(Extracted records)

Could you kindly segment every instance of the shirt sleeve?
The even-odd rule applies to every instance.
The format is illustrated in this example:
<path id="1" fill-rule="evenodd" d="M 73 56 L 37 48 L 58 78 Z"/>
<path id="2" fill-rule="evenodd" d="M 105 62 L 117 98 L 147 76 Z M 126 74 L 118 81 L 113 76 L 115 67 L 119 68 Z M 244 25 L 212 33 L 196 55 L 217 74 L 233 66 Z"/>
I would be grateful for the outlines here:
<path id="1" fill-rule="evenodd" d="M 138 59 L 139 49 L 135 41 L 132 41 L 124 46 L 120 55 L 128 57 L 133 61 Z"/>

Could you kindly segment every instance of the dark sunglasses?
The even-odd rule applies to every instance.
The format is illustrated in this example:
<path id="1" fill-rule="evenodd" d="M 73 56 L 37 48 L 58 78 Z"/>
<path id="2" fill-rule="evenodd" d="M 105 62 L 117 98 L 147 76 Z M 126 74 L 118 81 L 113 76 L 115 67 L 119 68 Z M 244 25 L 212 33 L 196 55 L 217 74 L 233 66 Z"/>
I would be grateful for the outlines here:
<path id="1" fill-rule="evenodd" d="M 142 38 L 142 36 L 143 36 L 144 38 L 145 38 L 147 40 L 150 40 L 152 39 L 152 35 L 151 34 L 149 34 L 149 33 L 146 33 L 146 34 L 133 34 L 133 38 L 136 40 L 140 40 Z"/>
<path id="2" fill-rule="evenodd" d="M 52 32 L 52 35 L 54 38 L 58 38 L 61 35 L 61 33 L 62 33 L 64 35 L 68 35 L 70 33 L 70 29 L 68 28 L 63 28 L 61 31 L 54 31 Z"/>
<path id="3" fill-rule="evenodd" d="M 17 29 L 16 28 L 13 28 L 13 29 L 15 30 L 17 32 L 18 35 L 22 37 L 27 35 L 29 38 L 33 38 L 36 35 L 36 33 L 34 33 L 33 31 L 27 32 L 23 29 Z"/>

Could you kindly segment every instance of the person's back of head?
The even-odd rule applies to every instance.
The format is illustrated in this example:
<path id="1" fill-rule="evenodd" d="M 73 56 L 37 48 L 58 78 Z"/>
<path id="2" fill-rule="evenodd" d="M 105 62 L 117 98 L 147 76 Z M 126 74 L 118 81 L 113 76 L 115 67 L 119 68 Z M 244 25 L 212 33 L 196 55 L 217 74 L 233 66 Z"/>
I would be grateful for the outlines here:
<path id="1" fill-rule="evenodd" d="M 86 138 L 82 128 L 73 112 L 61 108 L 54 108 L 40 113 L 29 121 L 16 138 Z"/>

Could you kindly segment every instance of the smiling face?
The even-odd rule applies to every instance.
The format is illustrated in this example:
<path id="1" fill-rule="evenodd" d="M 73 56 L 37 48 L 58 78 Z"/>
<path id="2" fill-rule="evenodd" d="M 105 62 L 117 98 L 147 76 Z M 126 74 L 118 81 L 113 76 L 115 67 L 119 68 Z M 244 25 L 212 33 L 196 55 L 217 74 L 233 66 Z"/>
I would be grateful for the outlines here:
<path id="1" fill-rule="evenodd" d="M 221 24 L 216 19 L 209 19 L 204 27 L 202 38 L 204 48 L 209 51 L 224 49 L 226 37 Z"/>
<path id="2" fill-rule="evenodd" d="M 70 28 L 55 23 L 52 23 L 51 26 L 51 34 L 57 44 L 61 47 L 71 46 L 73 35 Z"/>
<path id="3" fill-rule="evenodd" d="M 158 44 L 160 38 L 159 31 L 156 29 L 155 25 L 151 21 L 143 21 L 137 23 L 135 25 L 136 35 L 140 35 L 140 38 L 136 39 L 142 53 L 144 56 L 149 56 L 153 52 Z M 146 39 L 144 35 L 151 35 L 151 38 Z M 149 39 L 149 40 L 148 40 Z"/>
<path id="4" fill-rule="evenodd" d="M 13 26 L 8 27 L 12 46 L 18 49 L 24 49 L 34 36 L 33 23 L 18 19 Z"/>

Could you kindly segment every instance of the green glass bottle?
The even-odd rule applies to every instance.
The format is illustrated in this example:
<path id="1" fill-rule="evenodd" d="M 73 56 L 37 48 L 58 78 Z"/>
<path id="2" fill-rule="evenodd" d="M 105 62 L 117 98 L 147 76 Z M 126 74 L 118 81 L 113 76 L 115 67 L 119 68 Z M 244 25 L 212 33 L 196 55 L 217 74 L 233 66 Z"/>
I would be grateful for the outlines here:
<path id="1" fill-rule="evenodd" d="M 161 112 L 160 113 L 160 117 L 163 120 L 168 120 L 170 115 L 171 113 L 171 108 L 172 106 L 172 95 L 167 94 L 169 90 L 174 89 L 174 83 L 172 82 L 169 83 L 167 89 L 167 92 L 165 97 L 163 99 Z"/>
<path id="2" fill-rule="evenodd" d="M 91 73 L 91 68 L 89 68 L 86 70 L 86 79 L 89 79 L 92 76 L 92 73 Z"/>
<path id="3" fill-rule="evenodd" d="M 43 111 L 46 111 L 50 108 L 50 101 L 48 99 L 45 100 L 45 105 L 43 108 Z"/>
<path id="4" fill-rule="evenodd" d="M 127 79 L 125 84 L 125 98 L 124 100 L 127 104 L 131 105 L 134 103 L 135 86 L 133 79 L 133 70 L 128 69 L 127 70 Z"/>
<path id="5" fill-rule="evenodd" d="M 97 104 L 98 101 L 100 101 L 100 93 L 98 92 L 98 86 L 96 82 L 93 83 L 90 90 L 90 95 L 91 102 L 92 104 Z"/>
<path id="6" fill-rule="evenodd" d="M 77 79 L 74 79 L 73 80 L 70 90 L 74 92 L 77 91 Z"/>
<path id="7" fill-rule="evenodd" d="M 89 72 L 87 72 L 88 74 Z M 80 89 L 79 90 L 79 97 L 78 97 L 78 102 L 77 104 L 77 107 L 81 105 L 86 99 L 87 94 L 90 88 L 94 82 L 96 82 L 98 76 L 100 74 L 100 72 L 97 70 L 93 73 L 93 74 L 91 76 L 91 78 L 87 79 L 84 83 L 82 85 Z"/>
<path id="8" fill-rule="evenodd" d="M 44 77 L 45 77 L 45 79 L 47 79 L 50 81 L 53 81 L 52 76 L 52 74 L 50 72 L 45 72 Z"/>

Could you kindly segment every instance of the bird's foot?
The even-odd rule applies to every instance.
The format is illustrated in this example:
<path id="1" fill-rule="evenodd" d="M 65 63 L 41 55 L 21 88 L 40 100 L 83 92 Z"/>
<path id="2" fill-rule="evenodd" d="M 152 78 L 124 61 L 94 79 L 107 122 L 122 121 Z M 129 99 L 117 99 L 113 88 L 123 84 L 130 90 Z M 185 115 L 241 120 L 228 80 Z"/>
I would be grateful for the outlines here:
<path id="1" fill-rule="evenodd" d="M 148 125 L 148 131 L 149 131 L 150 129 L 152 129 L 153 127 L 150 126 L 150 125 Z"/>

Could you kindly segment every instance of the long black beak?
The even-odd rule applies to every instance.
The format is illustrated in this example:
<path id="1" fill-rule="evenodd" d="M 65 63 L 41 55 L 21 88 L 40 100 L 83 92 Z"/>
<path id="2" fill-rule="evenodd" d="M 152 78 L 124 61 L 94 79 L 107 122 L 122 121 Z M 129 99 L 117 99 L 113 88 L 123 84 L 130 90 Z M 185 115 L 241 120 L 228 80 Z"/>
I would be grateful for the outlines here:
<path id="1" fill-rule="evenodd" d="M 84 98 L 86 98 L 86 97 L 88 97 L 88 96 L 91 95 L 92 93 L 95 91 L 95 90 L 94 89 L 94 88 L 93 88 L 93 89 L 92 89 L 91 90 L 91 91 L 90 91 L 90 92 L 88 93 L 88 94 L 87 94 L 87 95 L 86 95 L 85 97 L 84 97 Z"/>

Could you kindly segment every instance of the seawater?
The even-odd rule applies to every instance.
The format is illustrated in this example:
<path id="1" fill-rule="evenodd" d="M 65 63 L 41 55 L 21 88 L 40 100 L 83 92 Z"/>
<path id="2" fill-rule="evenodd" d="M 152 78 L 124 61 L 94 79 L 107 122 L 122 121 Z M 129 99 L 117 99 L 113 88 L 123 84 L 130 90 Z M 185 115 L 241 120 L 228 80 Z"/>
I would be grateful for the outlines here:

• [Aim]: Rewrite the part of the material that opens with the line containing "Could you kindly segment every instance of the person's" and closes with the line containing "13 26 L 8 27", changing "smiling face" to "laughing face" and leaving everything else as it is. Return only those lines.

• [Solution to the problem]:
Could you kindly segment every instance of the person's back of head?
The even-odd rule applies to every instance.
The format is illustrated in this example:
<path id="1" fill-rule="evenodd" d="M 73 56 L 37 48 L 58 78 Z"/>
<path id="2" fill-rule="evenodd" d="M 105 62 L 117 98 L 147 76 Z M 126 74 L 118 81 L 113 76 L 115 67 L 119 68 Z M 244 25 L 212 33 L 196 55 L 217 74 L 233 66 Z"/>
I would be grateful for the outlines here:
<path id="1" fill-rule="evenodd" d="M 86 138 L 82 128 L 73 112 L 61 108 L 54 108 L 40 113 L 29 121 L 16 138 Z"/>

Could you kindly segment every instance of the laughing face?
The even-odd rule applies to every instance.
The format is illustrated in this example:
<path id="1" fill-rule="evenodd" d="M 73 56 L 37 48 L 58 78 Z"/>
<path id="2" fill-rule="evenodd" d="M 105 62 L 117 98 L 147 76 Z M 126 74 L 118 81 L 113 76 L 115 67 L 119 68 Z M 244 25 L 212 33 L 196 55 L 217 74 L 233 66 Z"/>
I would be grateful for the outlines here:
<path id="1" fill-rule="evenodd" d="M 221 24 L 216 19 L 209 19 L 204 27 L 202 38 L 204 48 L 209 51 L 224 49 L 226 37 Z"/>
<path id="2" fill-rule="evenodd" d="M 70 28 L 55 23 L 52 23 L 51 26 L 51 34 L 57 44 L 61 47 L 71 46 L 73 35 Z"/>
<path id="3" fill-rule="evenodd" d="M 158 44 L 160 38 L 159 31 L 156 29 L 155 25 L 151 21 L 143 21 L 137 23 L 135 25 L 136 35 L 140 35 L 140 38 L 136 39 L 142 53 L 144 56 L 149 56 L 153 52 Z M 146 39 L 144 35 L 151 35 L 151 38 Z M 149 39 L 149 40 L 148 40 Z"/>
<path id="4" fill-rule="evenodd" d="M 13 26 L 8 27 L 12 46 L 18 49 L 24 49 L 34 36 L 33 23 L 18 19 Z"/>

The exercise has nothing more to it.